* **TASK LIST**:
A. Format the rows as a Markdown table with the columns "No." and "Line", numbering each line. Start at the line containing "trace: gray cloud;", end at the last line of the rows, and skip blank lines.
B. Pick up the news story about the Philadelphia newspaper feud where it stops, and keep writing it.

* **PAGE TEXT**:
begin
Monday, Nov. 11, 1935
Philadelphia Feud
One afternoon last week, readers of the Philadelphia Record, who are constantly being told to love, honor & obey the New Deal, were startled to find in their paper a full-page advertisement entitled THE RAKE'S PROGRESS, or The United States is wasting its substance in riotous extravagance. Excerpt: "WOODROW WILSON and Franklin D. Roosevelt, however admirable their qualities, nevertheless divide the distinction of standing forth as the Coal-Oil Johnnies of American politics. . . . Before the times of Woodrow Wilson and Franklin D. Roosevelt, the United States had practically NO NATIONAL DEBT. Now we have a formidable National debt of some THIRTY THOUSAND MILLION DOLLARS, which is continually INCREASING. . . . The most important thing before this Nation at this moment is to reduce EXPENDITURES, to reduce the NATIONAL DEBT, to reduce TAXATION, to reduce the BURDENS UPON BUSINESS AND UPON LABOR. . . . This is the A-B-C of economics; but unhappily there are a lot of people in Washington who do not know their A-B-C's."
Completely out of tune with the Record's New Deal preachment of "Spend! Spend! Spend!" the advertisement was signed by William Randolph Hearst who had run it in his own 28 papers and 60 others throughout the land. With no outlet of his own in Philadelphia, he had bought space for his anti-New Deal advertisement in the reactionary Inquirer. When Julius David Stern, shirtsleeve publisher of the Record, saw it there, he picked it up, reprinted it free, used it as an excuse for another of his stand-up fights with a man whom most other publishers prudently ignore.
end
* **RECORD LIST**:
begin
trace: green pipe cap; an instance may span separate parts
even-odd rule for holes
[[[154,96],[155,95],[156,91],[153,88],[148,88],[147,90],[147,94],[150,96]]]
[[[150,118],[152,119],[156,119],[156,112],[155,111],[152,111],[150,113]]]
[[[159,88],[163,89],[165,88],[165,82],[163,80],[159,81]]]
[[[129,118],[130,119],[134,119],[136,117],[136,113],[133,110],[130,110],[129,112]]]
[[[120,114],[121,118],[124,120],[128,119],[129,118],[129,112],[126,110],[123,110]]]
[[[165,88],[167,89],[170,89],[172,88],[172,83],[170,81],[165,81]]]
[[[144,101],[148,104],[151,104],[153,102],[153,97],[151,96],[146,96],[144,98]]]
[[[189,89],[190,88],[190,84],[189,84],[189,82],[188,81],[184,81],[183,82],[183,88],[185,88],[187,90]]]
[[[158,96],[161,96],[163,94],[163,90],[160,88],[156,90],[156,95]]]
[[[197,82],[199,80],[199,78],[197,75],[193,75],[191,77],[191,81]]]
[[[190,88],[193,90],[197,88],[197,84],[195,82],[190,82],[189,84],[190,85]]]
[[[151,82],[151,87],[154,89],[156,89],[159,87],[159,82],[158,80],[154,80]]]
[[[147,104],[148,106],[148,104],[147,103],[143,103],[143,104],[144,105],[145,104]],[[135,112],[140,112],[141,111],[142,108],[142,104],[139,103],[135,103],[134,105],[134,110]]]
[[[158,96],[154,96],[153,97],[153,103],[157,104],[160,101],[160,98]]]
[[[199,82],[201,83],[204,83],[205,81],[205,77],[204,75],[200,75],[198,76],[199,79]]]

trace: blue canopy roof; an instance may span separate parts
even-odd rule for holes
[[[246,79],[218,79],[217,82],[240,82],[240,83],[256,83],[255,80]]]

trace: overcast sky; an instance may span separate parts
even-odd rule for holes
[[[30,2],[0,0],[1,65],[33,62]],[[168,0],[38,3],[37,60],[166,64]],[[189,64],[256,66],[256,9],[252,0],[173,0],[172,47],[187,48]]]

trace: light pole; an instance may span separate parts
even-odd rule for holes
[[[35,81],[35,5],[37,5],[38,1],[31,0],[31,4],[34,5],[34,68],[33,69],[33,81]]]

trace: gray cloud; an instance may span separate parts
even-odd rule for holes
end
* **FINAL ANSWERS**:
A.
| No. | Line |
|---|---|
| 1 | trace: gray cloud; an instance may span separate parts |
| 2 | even-odd rule for holes |

B.
Chief characteristic of "Dave" Stern is his pugnacious aggressiveness. A practicing journalist who puts a high price on the power of his editorials, he picked up the New Brunswick (N. J.) Times in 1912, sold it at a profit after a clean-up campaign against the local government, moved on to Springfield, Ill. repeated the process, went back East and did almost the same trick with the Camden, N. J. Evening Courieer and Morning Post. The Philadelphia Record was a down-at-heel Democratic rag in a Republican city when Publisher Stern took it over. In Philadelphia it now ranks commercially and politically near the top. His New York paper, the Post which he bought two years ago, has made a good deal of vulgar noise getting on its feet but has not yet proved its journalistic worth.
The Stern-Hearst feud developed several months ago when Publisher Hearst tried to woo away some of Stern's best men. Politics rather than personalities were at the bottom of their grudge fight. Out in the open last week it took on new proportions. Besides reprinting the Hearst attack on the New Deal, New Dealer Stern editorially challenged the master of San Simeon thus on the Record's front page: "Let Hearst, arch reactionary, battle the liberal Record at close range, and let Philadelphia citizens be the jury. . . . Philadelphia is one of the few cities in the country where Mr. Hearst has to pay for space to place his views before the public. . . . We suggest that Hearst immediately remedy this situation by purchasing a Philadelphia newspaper so our fellow citizens may have the benefit of a steady flow of his 'disinterested advice.' "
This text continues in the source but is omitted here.